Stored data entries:
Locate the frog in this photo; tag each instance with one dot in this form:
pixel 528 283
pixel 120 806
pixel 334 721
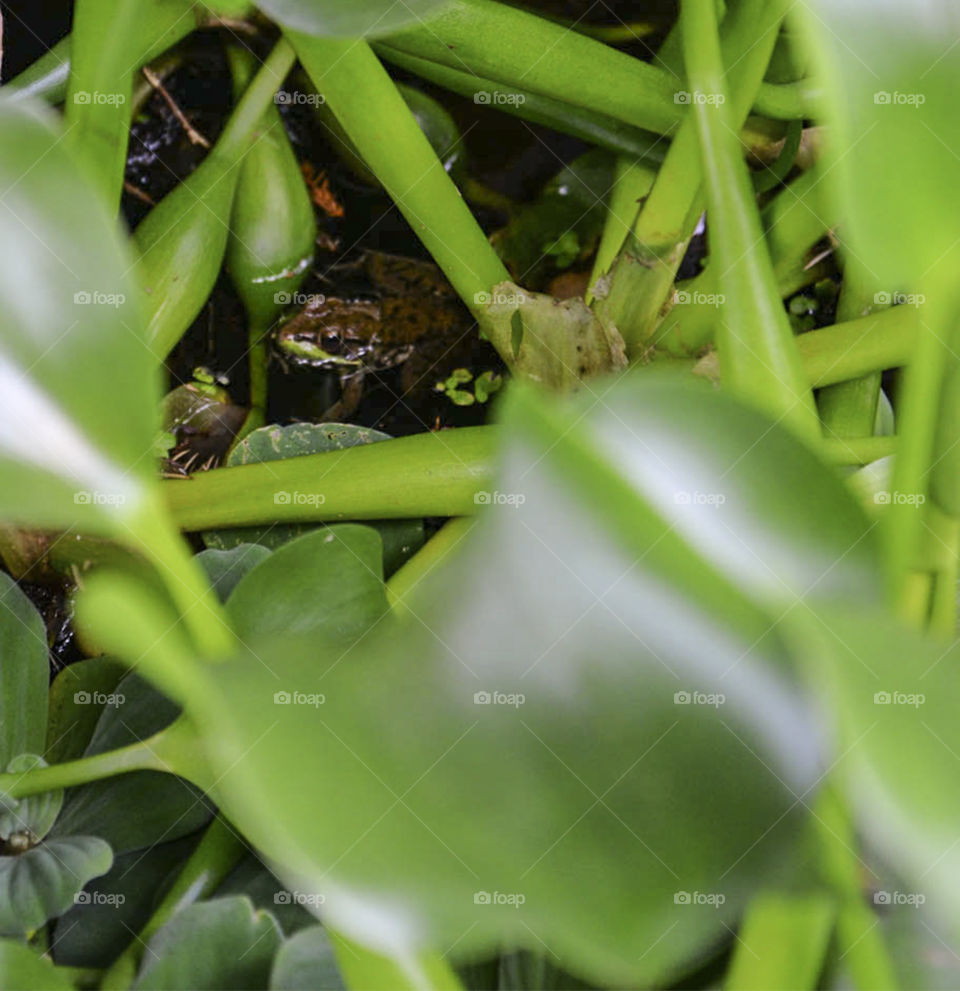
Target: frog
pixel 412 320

...

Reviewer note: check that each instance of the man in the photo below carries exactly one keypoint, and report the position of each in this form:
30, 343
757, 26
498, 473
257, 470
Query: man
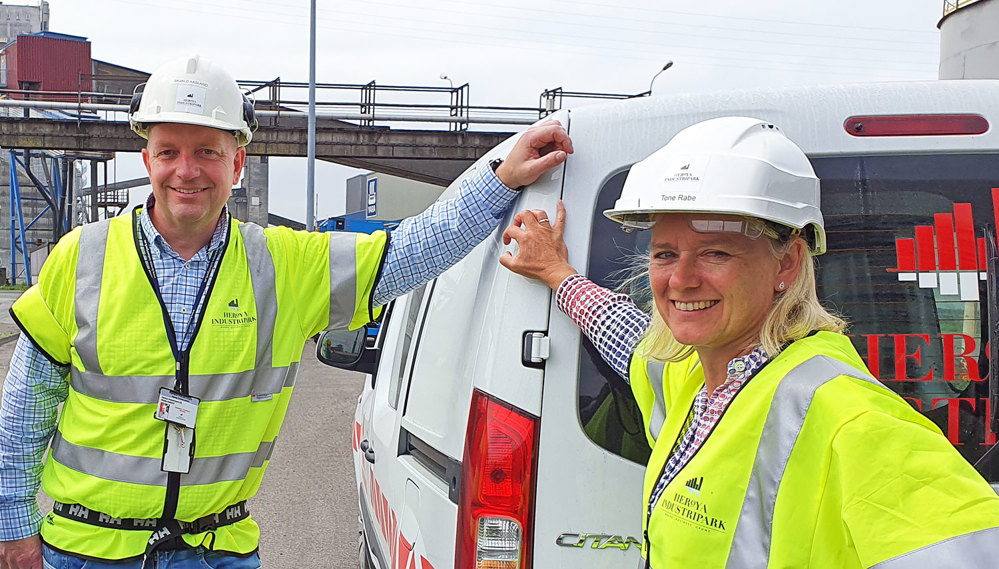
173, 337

#### [Activity]
Which lines of the entries above contain the string "form"? Copy each one.

#### [Answer to the problem]
Locate the frog in this photo; tag each instance with one dot in this form:
Reviewer note: check that each instance of the man in the photo below carries exactly one keypoint, and report the position of each in this form:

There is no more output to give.